*ОТРЫВОК ДЛЯ ЧТЕНИЯ*.
────────

Уже на следующий день Коковцов пишет письмо секретарю Общества, прикладывая к нему письмо Кича:
«Посылаю Вам только что полученное письмо Кича. Ввиду нашего письменного обещания и [неразборчиво] поддержки ниццских лицеистов, я переведу завтра Кичу 250 франков. […] Письмо Кича надо сохранить до доклада в сентябре Правлению. Ввиду близкого моего отъезда я прошу Вас известить Кича для порядка о сделанном мною переводе денег на его адрес»[17].
Из этого обмена посланиями можно сделать вывод, что расходование средств Общества могло производиться его председателем единолично, без решения Правления, которое извещалось о тратах post factum. По-видимому, периодичность заседаний Правления не позволяла оперативно решать текущих дел.
За расходованием лицейских финансов пристально следила ревизионная комиссия Общества. «Согласно полученным мною от графа В.Н. Коковцова указаниям, имею честь препроводить при сем к Вам двенадцать экземпляров Журнала Ревизионной комиссии за 1935—1936 год для рассылки их гг. членам Правления Лицейского объединения во Франции ввиду предлагаемого г-м председателем созыва в ближайшем будущем заседания Правления названного Объединения», — пишет ее руководитель[18]. При проведении проверки годовых доходов и расходов не все проходило гладко: между Ревизионной комиссией и Правлением возникали трения, фиксируемые в документах и порой выливавшиеся в перепалки вроде той, которая состоялась между казначеем лицейской кассы Алексеем Хрипуновым и членом ревизионной комиссии Александром Крупенским:
«При производстве ревизии и написании ревизионного доклада Вами были допущены совершенно непристойные приемы производства ревизии, а именно — Вы ни одного раза не обратились ко мне за обстоятельствами по тем статьям прихода и расхода, которые Вы затем отметили в Вашем ревизионном докладе. […] Вы должны были иметь достаточно гражданского мужества — прийти на вышеупомянутое заседание Лицейского бюро и там или поддерживать Ваши замечания, или же признать свою ошибку, а замечания Ревизионной комиссии признать недостаточно обоснованными»[19].
Сохранившиеся письма не дают возможности узнать, чем закончилась эта история, но при проведении ревизии за 1936—1937 годы Крупенского, который дал негативное заключение по ревизионным мероприятиям предыдущего периода, в составе комиссии уже не оказалось: скорее всего позиция Правления возобладала, и возмутителя спокойствия просто не избрали в ее новый созыв, о чем свидетельствует протокол общего собрания бывших лицеистов во Франции, которое прошло 19 октября 1937 года[20].

────────

*ПРЕДОСТАВЛЕННЫЕ МАТЕРИАЛЫ*.
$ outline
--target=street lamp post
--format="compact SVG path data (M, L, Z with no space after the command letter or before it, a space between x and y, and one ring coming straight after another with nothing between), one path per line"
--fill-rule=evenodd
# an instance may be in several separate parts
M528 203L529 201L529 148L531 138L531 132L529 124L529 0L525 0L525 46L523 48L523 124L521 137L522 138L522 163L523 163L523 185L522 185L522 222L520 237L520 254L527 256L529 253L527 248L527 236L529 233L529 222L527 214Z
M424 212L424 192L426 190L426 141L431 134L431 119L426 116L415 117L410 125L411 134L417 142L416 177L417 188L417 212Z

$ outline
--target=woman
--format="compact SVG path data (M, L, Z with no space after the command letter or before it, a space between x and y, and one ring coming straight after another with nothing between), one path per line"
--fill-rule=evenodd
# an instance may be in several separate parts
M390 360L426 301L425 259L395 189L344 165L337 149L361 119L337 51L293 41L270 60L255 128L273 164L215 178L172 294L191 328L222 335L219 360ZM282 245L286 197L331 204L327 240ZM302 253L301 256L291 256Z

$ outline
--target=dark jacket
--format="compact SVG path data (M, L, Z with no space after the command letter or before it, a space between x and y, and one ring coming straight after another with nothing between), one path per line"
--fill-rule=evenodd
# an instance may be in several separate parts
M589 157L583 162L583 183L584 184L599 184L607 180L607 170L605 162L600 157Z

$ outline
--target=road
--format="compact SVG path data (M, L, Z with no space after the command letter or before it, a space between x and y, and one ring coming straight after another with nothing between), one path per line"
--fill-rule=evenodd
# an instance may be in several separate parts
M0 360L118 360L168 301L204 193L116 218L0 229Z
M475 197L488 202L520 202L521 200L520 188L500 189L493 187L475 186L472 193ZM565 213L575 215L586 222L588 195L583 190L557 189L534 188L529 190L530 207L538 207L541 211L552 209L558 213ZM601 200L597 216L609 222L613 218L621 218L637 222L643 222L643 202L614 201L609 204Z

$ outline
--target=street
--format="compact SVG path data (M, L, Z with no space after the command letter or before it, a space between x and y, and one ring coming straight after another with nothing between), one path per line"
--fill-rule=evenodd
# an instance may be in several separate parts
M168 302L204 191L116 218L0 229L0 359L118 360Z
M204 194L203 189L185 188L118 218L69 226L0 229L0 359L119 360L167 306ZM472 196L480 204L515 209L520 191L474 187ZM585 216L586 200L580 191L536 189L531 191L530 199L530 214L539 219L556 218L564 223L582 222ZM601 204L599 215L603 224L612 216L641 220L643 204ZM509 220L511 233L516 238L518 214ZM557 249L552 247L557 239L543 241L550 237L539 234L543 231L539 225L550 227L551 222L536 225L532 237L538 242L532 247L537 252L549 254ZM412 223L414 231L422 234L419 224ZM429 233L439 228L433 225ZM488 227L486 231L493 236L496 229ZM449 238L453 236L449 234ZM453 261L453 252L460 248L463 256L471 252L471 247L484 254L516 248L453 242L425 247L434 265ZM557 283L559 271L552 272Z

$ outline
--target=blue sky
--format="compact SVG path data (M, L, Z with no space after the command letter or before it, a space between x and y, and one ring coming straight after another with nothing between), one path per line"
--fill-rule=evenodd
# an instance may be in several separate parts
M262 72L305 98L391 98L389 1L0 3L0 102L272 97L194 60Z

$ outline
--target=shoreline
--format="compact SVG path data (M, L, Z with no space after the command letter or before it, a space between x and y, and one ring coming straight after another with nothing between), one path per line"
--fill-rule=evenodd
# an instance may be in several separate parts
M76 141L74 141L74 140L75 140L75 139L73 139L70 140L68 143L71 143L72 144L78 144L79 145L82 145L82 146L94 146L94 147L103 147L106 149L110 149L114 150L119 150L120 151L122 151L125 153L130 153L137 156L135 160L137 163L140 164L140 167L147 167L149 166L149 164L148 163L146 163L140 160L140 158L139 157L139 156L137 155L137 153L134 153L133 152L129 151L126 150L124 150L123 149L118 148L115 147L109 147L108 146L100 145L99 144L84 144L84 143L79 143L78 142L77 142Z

────────

*ВЫПОЛНИТЕ ЗАДАНИЯ*.
- 1) Процитируйте фрагмент отрывка от слов «Уже на следующий» до слов «решать текущих дел.».
- 2) Какую сумму, согласно отрывку, Коковцов собирался перевести Кичу?

*ОТВЕТЫ К ЗАДАНИЯМ*.
- 1)
Уже на следующий день Коковцов пишет письмо секретарю Общества, прикладывая к нему письмо Кича:
«Посылаю Вам только что полученное письмо Кича. Ввиду нашего письменного обещания и [неразборчиво] поддержки ниццских лицеистов, я переведу завтра Кичу 250 франков. […] Письмо Кича надо сохранить до доклада в сентябре Правлению. Ввиду близкого моего отъезда я прошу Вас известить Кича для порядка о сделанном мною переводе денег на его адрес»[17].
Из этого обмена посланиями можно сделать вывод, что расходование средств Общества могло производиться его председателем единолично, без решения Правления, которое извещалось о тратах post factum. По-видимому, периодичность заседаний Правления не позволяла оперативно решать текущих дел.

- 2) 250 франков.